Stored data entries
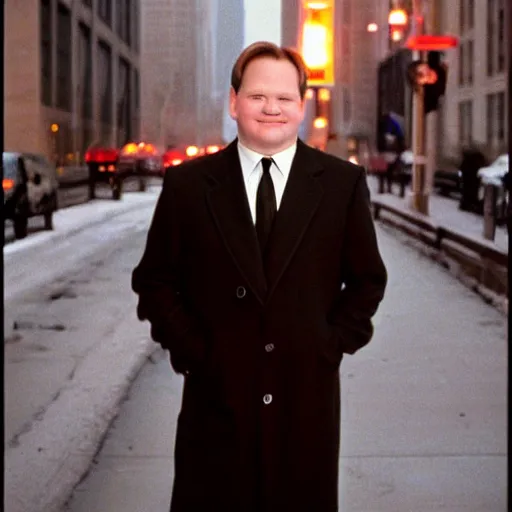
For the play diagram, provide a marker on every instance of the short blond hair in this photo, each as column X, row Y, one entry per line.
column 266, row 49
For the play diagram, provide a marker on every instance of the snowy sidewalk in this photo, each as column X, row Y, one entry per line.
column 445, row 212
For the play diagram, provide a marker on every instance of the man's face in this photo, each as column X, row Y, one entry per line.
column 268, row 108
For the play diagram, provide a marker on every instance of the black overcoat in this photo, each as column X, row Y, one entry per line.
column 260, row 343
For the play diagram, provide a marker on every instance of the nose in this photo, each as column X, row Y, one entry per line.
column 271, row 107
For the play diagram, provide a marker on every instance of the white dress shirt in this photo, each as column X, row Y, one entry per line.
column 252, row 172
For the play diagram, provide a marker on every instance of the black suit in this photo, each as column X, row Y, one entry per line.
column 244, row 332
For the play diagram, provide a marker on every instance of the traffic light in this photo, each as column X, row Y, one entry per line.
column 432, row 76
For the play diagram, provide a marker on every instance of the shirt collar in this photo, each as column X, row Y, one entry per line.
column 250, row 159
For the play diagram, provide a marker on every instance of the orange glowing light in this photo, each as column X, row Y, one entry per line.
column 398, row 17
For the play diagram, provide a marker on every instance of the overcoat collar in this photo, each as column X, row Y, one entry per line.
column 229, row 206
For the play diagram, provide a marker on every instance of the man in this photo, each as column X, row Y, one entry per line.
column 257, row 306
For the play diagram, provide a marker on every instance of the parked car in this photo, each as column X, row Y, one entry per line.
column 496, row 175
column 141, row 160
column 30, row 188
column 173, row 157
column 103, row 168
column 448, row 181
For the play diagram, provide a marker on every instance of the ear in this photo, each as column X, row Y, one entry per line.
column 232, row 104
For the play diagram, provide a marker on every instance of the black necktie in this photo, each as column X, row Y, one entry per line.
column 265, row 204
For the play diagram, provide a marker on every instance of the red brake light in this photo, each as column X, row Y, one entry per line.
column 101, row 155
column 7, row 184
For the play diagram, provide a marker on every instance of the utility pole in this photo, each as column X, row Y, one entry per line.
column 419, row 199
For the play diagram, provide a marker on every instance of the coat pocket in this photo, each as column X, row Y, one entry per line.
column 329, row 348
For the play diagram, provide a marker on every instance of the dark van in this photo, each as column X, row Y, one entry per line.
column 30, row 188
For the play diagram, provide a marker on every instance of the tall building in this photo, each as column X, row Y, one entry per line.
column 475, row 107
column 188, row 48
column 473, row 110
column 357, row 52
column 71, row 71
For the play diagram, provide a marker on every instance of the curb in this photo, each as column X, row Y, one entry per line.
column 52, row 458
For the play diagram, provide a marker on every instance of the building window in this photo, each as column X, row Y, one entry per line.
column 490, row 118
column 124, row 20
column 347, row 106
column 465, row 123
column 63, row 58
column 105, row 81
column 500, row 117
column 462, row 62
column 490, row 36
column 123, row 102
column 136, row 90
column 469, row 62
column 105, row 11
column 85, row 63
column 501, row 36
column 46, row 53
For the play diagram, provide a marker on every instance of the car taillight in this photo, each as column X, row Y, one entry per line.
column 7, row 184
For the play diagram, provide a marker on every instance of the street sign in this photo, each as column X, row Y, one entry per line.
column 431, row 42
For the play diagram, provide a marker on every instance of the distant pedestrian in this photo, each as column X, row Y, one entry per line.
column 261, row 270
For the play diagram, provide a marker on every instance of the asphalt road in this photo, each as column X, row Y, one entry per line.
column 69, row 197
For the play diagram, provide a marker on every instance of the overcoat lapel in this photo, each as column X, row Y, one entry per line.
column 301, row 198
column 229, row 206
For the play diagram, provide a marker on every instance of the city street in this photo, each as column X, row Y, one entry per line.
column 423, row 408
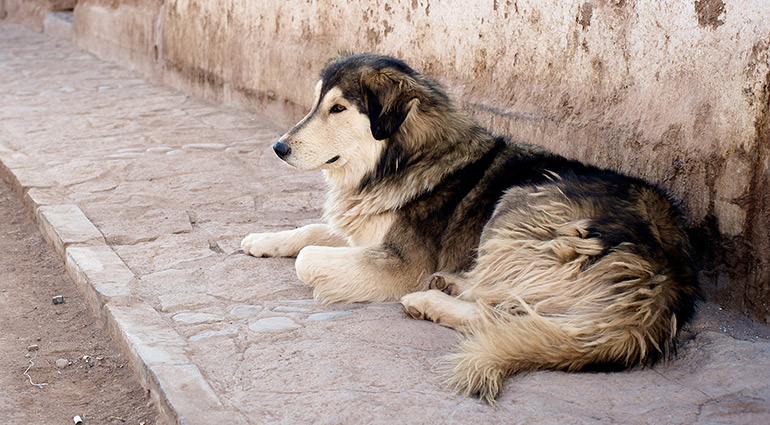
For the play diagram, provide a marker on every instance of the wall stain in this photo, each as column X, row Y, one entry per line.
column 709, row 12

> _EXERCISE OBJECTIVE_
Restate the data word for word, minus any images.

> _ANSWER AREA_
For the play diagram, provide a marker on every instance of the short blond hair in this photo, each as column X, row Y, one entry per line.
column 266, row 49
For the play diagram, provide a marker on every instance of the snowy sidewalk in this photo, each as column X, row Y, one entry per line.
column 445, row 212
For the play diagram, provide a marker on every instance of the man's face in this photo, each as column X, row Y, one entry per line.
column 268, row 108
For the play diagram, provide a marker on every instance of the black overcoat in this photo, each as column X, row Y, one entry per line.
column 260, row 343
For the play diagram, provide a marker on every instance of the nose in this photo, each as column X, row Y, one entry per line.
column 271, row 107
For the play diagram, provide a marker on every instance of the white dress shirt in this photo, each as column X, row Y, one entry per line.
column 252, row 172
For the play diagram, provide a marker on every instance of the black suit in this photo, each as column X, row Y, one entry per line.
column 244, row 332
For the play diagram, provide a marker on every instance of the traffic light in this photo, each as column X, row Y, one entry per line.
column 432, row 76
For the play diagram, provide a marker on every instance of the shirt collar in this photo, each as column X, row Y, one entry per line.
column 250, row 159
For the play diagram, provide a marker on every instance of the orange glowing light in this photo, each as column X, row Y, one entry per line.
column 398, row 17
For the play diagram, provide a marker on every instance of the overcoat collar in this photo, each as column X, row Y, one entry per line.
column 229, row 206
For the play diagram, provide a marker on every instance of the man in this photo, each as column X, row Y, one entry per line.
column 257, row 306
For the play diagram, provide a marker on every instance of the parked car in this photo, each as column X, row Y, one entry per line.
column 496, row 175
column 141, row 160
column 30, row 188
column 173, row 157
column 103, row 168
column 448, row 181
For the play diagram, provide a marker on every instance of the ear in this photo, each as column X, row Y, one entry per line.
column 232, row 104
For the play diagram, provide a marker on every instance of the black necktie in this photo, each as column X, row Y, one entry per line.
column 265, row 204
For the play diagram, provide a marker on every instance of the red brake light in this photo, each as column X, row Y, one entry per line.
column 101, row 155
column 7, row 184
For the play diagram, provide a marker on every instance of the utility pole in this photo, each as column X, row Y, one entry per line.
column 419, row 199
For the play diagram, provide a marker on every instance of the coat pocket in this photo, each as column X, row Y, one entry per line.
column 329, row 348
For the play diagram, provide a marker on every instance of the dark van in this photo, each as column X, row Y, one entry per line.
column 30, row 188
For the play diagram, provide a marker on every instance of the tall building in this photo, each as column X, row Y, one entry per line.
column 475, row 107
column 188, row 48
column 473, row 110
column 357, row 52
column 71, row 71
For the play diagram, provide a marker on every instance of the curb in this photo, each as column X, row Y, one entry per line.
column 52, row 458
For the play diagram, provide a marker on every instance of the building window in this photo, each as column X, row Y, one entry per line.
column 490, row 118
column 124, row 20
column 347, row 106
column 465, row 123
column 63, row 58
column 105, row 81
column 500, row 117
column 462, row 62
column 490, row 36
column 123, row 102
column 136, row 90
column 469, row 62
column 105, row 11
column 85, row 63
column 501, row 36
column 46, row 53
For the play diagram, provide a marker on every instance of the car taillight in this photo, each as column X, row Y, one entry per line.
column 7, row 184
For the play diagram, provide a marker on every instance of the street sign in this photo, each as column X, row Y, one entry per line.
column 431, row 42
For the play diagram, provide a marker on every instance of the distant pedestrian in this photo, each as column X, row Y, one entry per line.
column 261, row 270
For the play diagram, provide a marker on every instance of the asphalt road in this photo, each as column X, row Y, one entry per line.
column 69, row 197
For the play diagram, provide a marker on every instance of the overcoat lapel in this photo, each as column X, row Y, one entry per line.
column 301, row 198
column 229, row 206
For the play diagram, provide a marker on every instance of the city street in this photo, each as column X, row Y, one entry per line.
column 423, row 408
For the play diagram, provide a marker on every instance of the wall stain in this photo, each as column X, row Y, one entry per line.
column 709, row 12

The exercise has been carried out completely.